---------- PAGE

We had the luck of going during the temple festival in Kerala, which was one of the most unique cultural experiences of my life. There were daily parades where decorated elephants would walk down the streets to the temples, where they would be the focal point of a religious Hindu ceremony. There were not many tourists there, so we stuck out like a sore thumb during the ceremony, but we were all in awe as we witnessed their culture and their religious rites.
The surf was fun. Somedays it was terrible and other days it was good. It wasn’t world class like Hawaii, Bali or Fiji, but at least as good as an average day in Southern California with really warm water and absolutely no one out. The board rentals out there were surprisingly good. I surfed a Lost and a Merrick that were both in good condition all week. Board rentals were $7 a day, so we were pretty stoked on that too. The Kovalam surf club and Drifter’s Board Shop hooked me up with all the info I needed before I got there. They helped me find places to surf based on wind, tide and swell direction. Kovalam Surf Club is a small group of locals that promotes surfing for kids. They only let kids use the boards if they stay in school and don’t do drugs. Their mantra is “No school, no surfing.” It was rad to see them helping out kids and having a positive influence on the community. There are some waves in some small Muslim fishing villages where my wife had to wear board shorts and a t shirt or rash guard to be respectful of the local people. Even though we didn’t even see anyone around while we paddled out, it was something we felt we should do. There was every kind of wave in the 200kms that we explored: peeling points, barreling beach break, river mouths, reefs…etc. In Varkala, we stayed at the Breeze House, which is a bed and breakfast, which costs $30/night. It was clean and spacious and the balcony had a view of a deserted white sand beach that only fisherman would use to take the boats out to fish. In Kovalam, we stayed at Jeevan Resort, which overlooked the beach and had a balcony right in front of the surf break. There are plenty of options in both beach towns, and you don’t need to book in advance.

--------------------
---------- SUPPLIED DATA

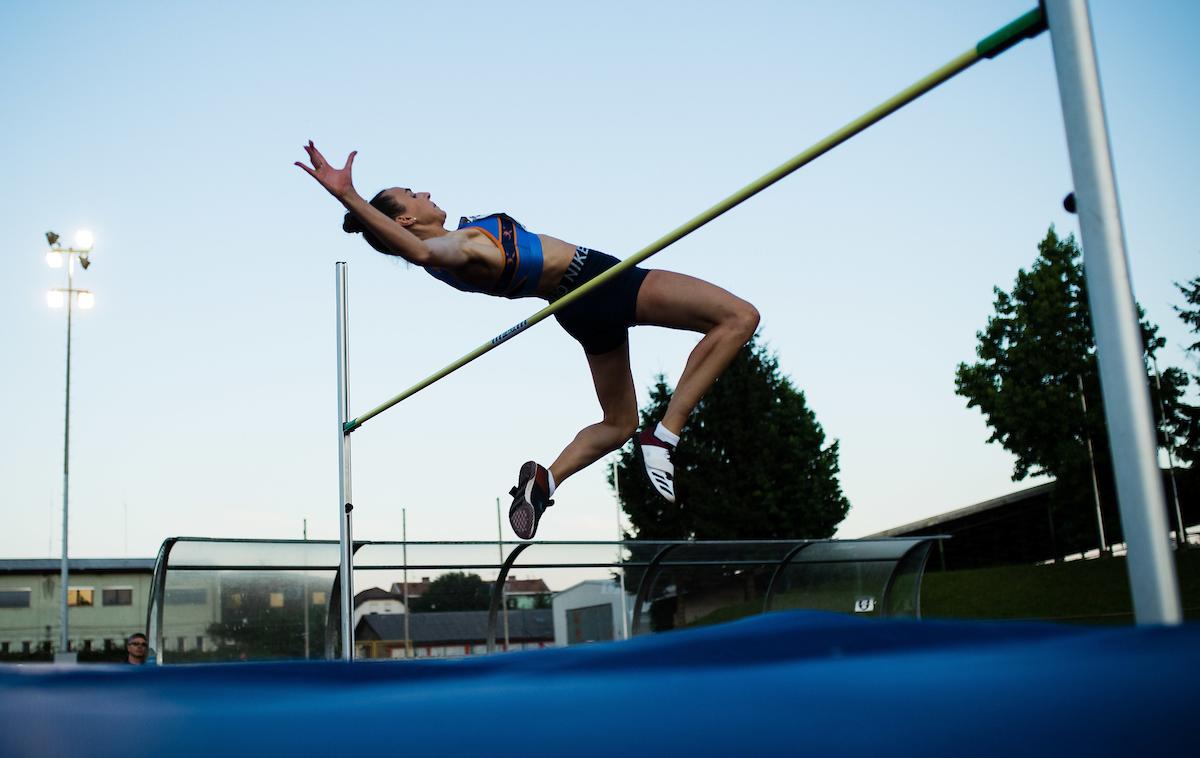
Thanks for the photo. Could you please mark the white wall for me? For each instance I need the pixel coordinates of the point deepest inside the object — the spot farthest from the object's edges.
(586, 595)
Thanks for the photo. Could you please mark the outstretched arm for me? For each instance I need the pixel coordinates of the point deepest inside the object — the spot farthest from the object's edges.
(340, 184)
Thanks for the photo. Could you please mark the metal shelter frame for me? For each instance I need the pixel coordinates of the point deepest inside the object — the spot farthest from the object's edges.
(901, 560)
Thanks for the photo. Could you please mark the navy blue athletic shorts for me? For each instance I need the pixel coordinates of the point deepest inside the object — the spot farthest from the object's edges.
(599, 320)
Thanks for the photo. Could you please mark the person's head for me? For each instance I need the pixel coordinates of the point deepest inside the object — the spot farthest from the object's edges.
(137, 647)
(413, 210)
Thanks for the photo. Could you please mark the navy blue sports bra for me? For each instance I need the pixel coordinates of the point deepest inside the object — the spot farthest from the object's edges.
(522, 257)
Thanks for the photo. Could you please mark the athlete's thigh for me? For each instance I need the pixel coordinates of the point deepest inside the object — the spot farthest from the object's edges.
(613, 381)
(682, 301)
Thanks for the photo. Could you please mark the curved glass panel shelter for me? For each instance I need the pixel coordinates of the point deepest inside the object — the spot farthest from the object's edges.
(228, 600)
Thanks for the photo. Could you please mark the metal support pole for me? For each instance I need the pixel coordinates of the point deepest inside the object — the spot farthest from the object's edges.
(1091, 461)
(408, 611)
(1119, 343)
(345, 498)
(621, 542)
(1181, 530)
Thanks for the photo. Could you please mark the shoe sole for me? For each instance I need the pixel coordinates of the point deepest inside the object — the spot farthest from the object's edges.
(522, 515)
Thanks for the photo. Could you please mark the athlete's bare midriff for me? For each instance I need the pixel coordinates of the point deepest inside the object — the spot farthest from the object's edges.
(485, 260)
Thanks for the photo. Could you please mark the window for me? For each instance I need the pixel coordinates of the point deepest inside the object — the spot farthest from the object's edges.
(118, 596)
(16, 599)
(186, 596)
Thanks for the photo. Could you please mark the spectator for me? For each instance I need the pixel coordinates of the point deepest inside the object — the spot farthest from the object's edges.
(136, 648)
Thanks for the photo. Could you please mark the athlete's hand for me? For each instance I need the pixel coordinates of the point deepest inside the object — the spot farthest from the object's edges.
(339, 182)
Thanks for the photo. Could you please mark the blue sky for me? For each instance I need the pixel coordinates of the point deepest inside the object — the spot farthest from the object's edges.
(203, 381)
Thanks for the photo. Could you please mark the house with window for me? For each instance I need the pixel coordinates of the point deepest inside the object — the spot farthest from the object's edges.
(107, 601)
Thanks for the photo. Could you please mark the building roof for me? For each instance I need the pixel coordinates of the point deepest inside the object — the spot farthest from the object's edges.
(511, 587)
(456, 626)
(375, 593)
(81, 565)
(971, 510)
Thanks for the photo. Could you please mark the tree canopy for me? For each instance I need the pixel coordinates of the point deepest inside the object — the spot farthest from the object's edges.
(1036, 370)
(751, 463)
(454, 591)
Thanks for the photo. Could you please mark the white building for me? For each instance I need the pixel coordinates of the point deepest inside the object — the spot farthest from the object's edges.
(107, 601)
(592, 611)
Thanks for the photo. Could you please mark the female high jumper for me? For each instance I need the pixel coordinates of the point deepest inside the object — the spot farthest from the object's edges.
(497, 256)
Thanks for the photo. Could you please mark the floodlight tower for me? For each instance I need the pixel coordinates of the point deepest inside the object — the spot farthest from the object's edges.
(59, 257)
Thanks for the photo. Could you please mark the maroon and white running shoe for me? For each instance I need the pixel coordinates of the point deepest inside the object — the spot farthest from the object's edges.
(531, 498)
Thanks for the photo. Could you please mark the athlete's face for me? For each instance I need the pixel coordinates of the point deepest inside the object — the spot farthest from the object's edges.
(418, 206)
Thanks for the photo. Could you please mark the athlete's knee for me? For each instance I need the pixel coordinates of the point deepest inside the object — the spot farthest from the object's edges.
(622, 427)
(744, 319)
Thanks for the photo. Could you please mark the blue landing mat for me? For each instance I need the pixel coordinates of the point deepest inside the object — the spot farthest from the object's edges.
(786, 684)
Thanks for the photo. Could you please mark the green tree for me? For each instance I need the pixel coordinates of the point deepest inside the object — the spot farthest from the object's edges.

--------------------

TASKS TO COMPLETE:
[1] In the listing, begin at the line that has "Thanks for the photo. Could you please mark the athlete's knee" and stop at the end of the listing. Rewrite those lines with "green tree" changed to "palm tree" and everything else left the same.
[2] Go on with the account of the Kerala surf trip, picking up after its last sentence.

ANSWERS TO THE EXERCISES:
[1]
Thanks for the photo. Could you please mark the athlete's knee for me? For each instance I need the pixel coordinates of the point deepest inside the object — the spot farthest from the object's edges.
(622, 427)
(744, 319)
Thanks for the photo. Could you please mark the blue landing mat for me? For each instance I need the pixel coordinates of the point deepest inside the object — the spot farthest from the object's edges.
(786, 684)
Thanks for the photo. Could you please mark the palm tree for me? For each instance I need the pixel coordinates of the point deepest inside the object — the spot farthest from the object's edges.

[2]
There is no shortage of things to do see and visit on the days that the surf sucks. Backwater exploration, Alleppey is the town with the famous backwater tours, but we did ours about an hour outside of Varkala, which turned out to be much cheaper and closer than Alleppey. We set that up at the Breeze House, They were great on getting us tux tux drivers and setting up our tours and excursions. We saw temple ceremonies (they had a ceremony at every temple in town in March) and our driver took us to where they kept the elephants in preparation for the temple ceremonies that evening and the owner let the kids pet and sit on the elephants. There is good food everywhere, and there are a few cool hikes…you will never be bored in India. It is a great place to visit if your significant other doesn’t surf or if you just want to surf once a day and explore after your session. If you bring your kids, the locals will line up to take pictures with them. They will play with them, talk to them and many of the store owners would give them little trinkets for free and refuse me when I tried to pay them. When we went to the Taj Mahal, we had dozens of groups line up to take pictures with the kids.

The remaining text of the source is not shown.